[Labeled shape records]
>> Begin

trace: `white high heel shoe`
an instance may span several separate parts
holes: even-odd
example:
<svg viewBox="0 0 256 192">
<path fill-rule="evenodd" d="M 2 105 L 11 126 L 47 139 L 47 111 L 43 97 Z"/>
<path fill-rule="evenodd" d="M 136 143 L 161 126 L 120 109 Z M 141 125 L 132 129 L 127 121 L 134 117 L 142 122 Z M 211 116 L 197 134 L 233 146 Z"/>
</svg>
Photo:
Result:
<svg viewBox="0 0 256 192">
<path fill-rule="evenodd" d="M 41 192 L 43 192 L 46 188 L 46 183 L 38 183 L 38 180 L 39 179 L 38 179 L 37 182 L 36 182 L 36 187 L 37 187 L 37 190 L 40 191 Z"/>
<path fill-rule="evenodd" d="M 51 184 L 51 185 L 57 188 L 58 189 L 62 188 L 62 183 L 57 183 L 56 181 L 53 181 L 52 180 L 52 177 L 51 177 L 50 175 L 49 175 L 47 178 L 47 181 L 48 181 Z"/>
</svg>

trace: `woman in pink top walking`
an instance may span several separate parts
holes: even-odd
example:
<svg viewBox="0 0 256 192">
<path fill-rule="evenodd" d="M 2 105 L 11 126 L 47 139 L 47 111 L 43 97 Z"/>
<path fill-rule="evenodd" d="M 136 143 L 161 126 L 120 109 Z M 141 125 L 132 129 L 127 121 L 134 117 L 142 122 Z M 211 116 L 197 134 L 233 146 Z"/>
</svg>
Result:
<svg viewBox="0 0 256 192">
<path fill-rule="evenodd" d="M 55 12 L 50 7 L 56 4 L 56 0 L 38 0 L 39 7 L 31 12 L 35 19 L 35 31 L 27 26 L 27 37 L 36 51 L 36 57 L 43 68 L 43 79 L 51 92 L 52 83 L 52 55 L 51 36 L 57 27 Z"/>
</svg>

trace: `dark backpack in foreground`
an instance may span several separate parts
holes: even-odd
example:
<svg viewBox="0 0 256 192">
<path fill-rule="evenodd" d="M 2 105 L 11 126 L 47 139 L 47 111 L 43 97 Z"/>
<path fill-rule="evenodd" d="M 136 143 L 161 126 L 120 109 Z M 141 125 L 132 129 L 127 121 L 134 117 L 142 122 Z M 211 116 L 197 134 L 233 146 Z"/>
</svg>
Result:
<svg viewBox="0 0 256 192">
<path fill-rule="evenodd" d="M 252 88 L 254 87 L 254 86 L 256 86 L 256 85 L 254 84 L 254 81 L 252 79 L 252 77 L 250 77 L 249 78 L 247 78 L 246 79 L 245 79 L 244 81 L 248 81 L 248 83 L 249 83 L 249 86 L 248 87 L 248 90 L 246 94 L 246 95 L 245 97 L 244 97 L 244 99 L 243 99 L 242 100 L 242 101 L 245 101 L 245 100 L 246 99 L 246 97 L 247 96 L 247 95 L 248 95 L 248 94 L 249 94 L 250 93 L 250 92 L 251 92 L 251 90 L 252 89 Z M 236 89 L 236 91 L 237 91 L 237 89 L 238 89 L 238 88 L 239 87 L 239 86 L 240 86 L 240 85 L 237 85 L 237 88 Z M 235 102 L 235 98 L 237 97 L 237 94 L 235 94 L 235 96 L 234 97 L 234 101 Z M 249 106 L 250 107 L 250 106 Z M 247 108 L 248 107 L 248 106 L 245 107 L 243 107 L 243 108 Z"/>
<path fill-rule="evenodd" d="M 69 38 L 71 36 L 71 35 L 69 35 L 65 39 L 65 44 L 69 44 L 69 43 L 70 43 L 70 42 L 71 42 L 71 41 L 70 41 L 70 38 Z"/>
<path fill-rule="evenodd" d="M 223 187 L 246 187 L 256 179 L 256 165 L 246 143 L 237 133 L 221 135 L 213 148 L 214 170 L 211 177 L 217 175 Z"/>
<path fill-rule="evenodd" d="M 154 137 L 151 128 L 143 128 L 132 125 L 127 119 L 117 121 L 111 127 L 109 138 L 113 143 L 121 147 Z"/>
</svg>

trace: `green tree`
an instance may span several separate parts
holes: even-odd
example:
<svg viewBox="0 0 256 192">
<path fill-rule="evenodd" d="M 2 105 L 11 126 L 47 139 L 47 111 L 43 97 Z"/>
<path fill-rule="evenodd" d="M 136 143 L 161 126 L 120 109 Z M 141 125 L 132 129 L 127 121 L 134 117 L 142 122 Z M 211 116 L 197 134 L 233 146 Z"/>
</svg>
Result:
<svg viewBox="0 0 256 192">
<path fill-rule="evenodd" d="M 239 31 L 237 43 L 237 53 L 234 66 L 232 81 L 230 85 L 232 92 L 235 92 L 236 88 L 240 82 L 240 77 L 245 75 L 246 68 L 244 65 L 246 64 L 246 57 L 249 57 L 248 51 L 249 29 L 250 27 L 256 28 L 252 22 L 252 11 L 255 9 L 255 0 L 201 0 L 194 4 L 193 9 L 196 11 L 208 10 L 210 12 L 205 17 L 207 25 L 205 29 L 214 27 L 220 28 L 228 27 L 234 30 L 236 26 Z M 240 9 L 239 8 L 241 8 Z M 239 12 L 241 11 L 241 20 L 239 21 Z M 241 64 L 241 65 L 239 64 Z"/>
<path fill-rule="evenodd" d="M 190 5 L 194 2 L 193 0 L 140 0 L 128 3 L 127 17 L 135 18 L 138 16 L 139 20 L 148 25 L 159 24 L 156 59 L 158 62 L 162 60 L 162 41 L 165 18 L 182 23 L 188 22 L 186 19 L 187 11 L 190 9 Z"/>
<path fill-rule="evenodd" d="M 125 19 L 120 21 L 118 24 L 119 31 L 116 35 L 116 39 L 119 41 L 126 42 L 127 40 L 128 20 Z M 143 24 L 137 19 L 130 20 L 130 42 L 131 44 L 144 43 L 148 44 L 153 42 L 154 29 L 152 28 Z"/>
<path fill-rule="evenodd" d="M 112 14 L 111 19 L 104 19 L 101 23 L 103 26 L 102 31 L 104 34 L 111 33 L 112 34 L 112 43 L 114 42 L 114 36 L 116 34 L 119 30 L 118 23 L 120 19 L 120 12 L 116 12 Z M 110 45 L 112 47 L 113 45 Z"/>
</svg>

>> End

INSTRUCTIONS TO FOLLOW -
Format every line of the listing above as a Markdown table with the columns "No." and "Line," one row per line in order, leaving out blank lines.

RIGHT ANSWER -
| No. | Line |
|---|---|
| 1 | trace: `white high heel shoe` |
| 2 | an instance may span several separate parts |
| 3 | holes: even-odd |
| 4 | example: |
| 5 | <svg viewBox="0 0 256 192"> |
| 6 | <path fill-rule="evenodd" d="M 2 105 L 11 126 L 47 139 L 47 111 L 43 97 Z"/> |
| 7 | <path fill-rule="evenodd" d="M 136 143 L 161 126 L 120 109 Z M 141 125 L 132 129 L 127 121 L 134 117 L 142 122 Z M 211 116 L 197 134 L 233 146 Z"/> |
| 8 | </svg> |
| 9 | Photo: |
| 10 | Result: |
| 11 | <svg viewBox="0 0 256 192"> |
| 12 | <path fill-rule="evenodd" d="M 41 192 L 43 192 L 46 188 L 46 183 L 38 183 L 38 180 L 39 179 L 38 179 L 37 182 L 36 182 L 36 187 L 37 187 L 37 190 L 40 191 Z"/> |
| 13 | <path fill-rule="evenodd" d="M 51 184 L 51 185 L 57 188 L 58 189 L 62 188 L 62 183 L 57 183 L 56 181 L 53 181 L 52 180 L 52 177 L 51 177 L 50 175 L 49 175 L 47 178 L 47 181 L 48 181 Z"/> |
| 14 | </svg> |
| 15 | trace: `woman in pink top walking` |
| 16 | an instance may span several separate parts |
| 17 | holes: even-odd |
| 18 | example: |
| 19 | <svg viewBox="0 0 256 192"> |
| 20 | <path fill-rule="evenodd" d="M 2 105 L 11 126 L 47 139 L 47 111 L 43 97 Z"/> |
| 21 | <path fill-rule="evenodd" d="M 136 143 L 161 126 L 120 109 Z M 141 125 L 132 129 L 127 121 L 134 117 L 142 122 Z M 211 116 L 197 134 L 233 146 Z"/> |
| 22 | </svg> |
| 23 | Result: |
| 24 | <svg viewBox="0 0 256 192"> |
| 25 | <path fill-rule="evenodd" d="M 55 12 L 50 7 L 56 4 L 56 0 L 38 0 L 39 7 L 31 12 L 35 19 L 35 31 L 27 26 L 27 37 L 36 51 L 36 57 L 43 68 L 43 79 L 51 92 L 52 83 L 52 55 L 51 36 L 57 27 Z"/> |
| 26 | </svg> |
| 27 | trace: `dark backpack in foreground` |
| 28 | an instance may span several separate parts |
| 29 | holes: even-odd |
| 30 | example: |
| 31 | <svg viewBox="0 0 256 192"> |
| 32 | <path fill-rule="evenodd" d="M 2 105 L 11 126 L 47 139 L 47 111 L 43 97 Z"/> |
| 33 | <path fill-rule="evenodd" d="M 136 143 L 161 126 L 120 109 Z M 141 125 L 132 129 L 127 121 L 134 117 L 142 122 Z M 211 116 L 197 134 L 233 146 Z"/> |
| 34 | </svg> |
| 35 | Result: |
| 36 | <svg viewBox="0 0 256 192"> |
| 37 | <path fill-rule="evenodd" d="M 252 88 L 254 87 L 254 86 L 256 86 L 256 85 L 254 84 L 254 81 L 252 79 L 252 77 L 250 77 L 249 78 L 247 78 L 246 79 L 245 79 L 244 81 L 248 81 L 248 83 L 249 83 L 249 86 L 248 87 L 248 90 L 246 94 L 246 95 L 245 97 L 244 97 L 244 99 L 243 99 L 242 100 L 242 101 L 245 101 L 245 100 L 246 99 L 246 97 L 247 96 L 247 95 L 248 95 L 248 94 L 249 94 L 250 93 L 250 92 L 251 92 L 251 90 L 252 89 Z M 236 89 L 236 91 L 237 91 L 237 89 L 238 89 L 238 88 L 239 87 L 239 86 L 240 86 L 240 85 L 237 85 L 237 88 Z M 235 102 L 235 98 L 237 97 L 237 94 L 235 94 L 235 96 L 234 97 L 234 101 Z M 249 106 L 250 107 L 250 106 Z M 247 108 L 248 107 L 248 106 L 245 107 L 243 107 L 243 108 Z"/> |
| 38 | <path fill-rule="evenodd" d="M 69 38 L 71 36 L 71 35 L 69 35 L 65 39 L 65 44 L 69 44 L 69 43 L 70 43 L 70 42 L 71 42 L 71 41 L 70 41 L 70 38 Z"/> |
| 39 | <path fill-rule="evenodd" d="M 223 187 L 246 187 L 256 179 L 256 165 L 246 143 L 237 133 L 221 135 L 213 148 L 214 170 L 211 177 L 217 175 Z"/> |
| 40 | <path fill-rule="evenodd" d="M 154 137 L 151 128 L 143 128 L 132 125 L 127 119 L 117 121 L 111 127 L 109 138 L 113 143 L 121 147 Z"/> |
| 41 | </svg> |
| 42 | trace: `green tree` |
| 43 | an instance may span several separate parts |
| 44 | holes: even-odd |
| 45 | example: |
| 46 | <svg viewBox="0 0 256 192"> |
| 47 | <path fill-rule="evenodd" d="M 2 105 L 11 126 L 47 139 L 47 111 L 43 97 Z"/> |
| 48 | <path fill-rule="evenodd" d="M 136 143 L 161 126 L 120 109 Z M 141 125 L 132 129 L 127 121 L 134 117 L 142 122 Z M 211 116 L 197 134 L 233 146 Z"/> |
| 49 | </svg> |
| 50 | Result: |
| 51 | <svg viewBox="0 0 256 192"> |
| 52 | <path fill-rule="evenodd" d="M 239 31 L 237 43 L 237 53 L 234 66 L 232 81 L 230 85 L 232 92 L 235 92 L 236 88 L 240 82 L 240 77 L 245 75 L 246 68 L 244 65 L 246 64 L 246 57 L 249 57 L 248 51 L 249 29 L 250 27 L 256 28 L 252 22 L 252 11 L 255 9 L 255 0 L 201 0 L 194 4 L 193 9 L 196 11 L 208 10 L 210 12 L 205 17 L 207 25 L 205 29 L 214 27 L 220 28 L 228 27 L 234 30 L 236 26 Z M 240 9 L 239 8 L 241 8 Z M 239 12 L 241 11 L 241 20 L 239 21 Z M 241 64 L 241 65 L 239 64 Z"/> |
| 53 | <path fill-rule="evenodd" d="M 190 5 L 194 2 L 193 0 L 140 0 L 128 3 L 127 17 L 135 18 L 138 16 L 139 20 L 148 25 L 159 24 L 156 59 L 158 62 L 162 60 L 162 41 L 165 18 L 182 23 L 188 22 L 186 19 L 187 11 L 190 9 Z"/> |
| 54 | <path fill-rule="evenodd" d="M 125 19 L 120 21 L 118 24 L 119 31 L 116 35 L 116 39 L 119 41 L 126 42 L 127 40 L 128 20 Z M 143 24 L 137 19 L 130 20 L 130 42 L 131 44 L 144 43 L 148 44 L 153 42 L 154 29 L 152 28 Z"/> |
| 55 | <path fill-rule="evenodd" d="M 112 14 L 111 19 L 104 19 L 101 23 L 103 26 L 102 31 L 104 34 L 111 33 L 112 34 L 112 43 L 114 42 L 114 36 L 116 34 L 119 30 L 118 23 L 120 19 L 120 12 L 116 12 Z M 110 45 L 112 47 L 113 45 Z"/> |
| 56 | </svg> |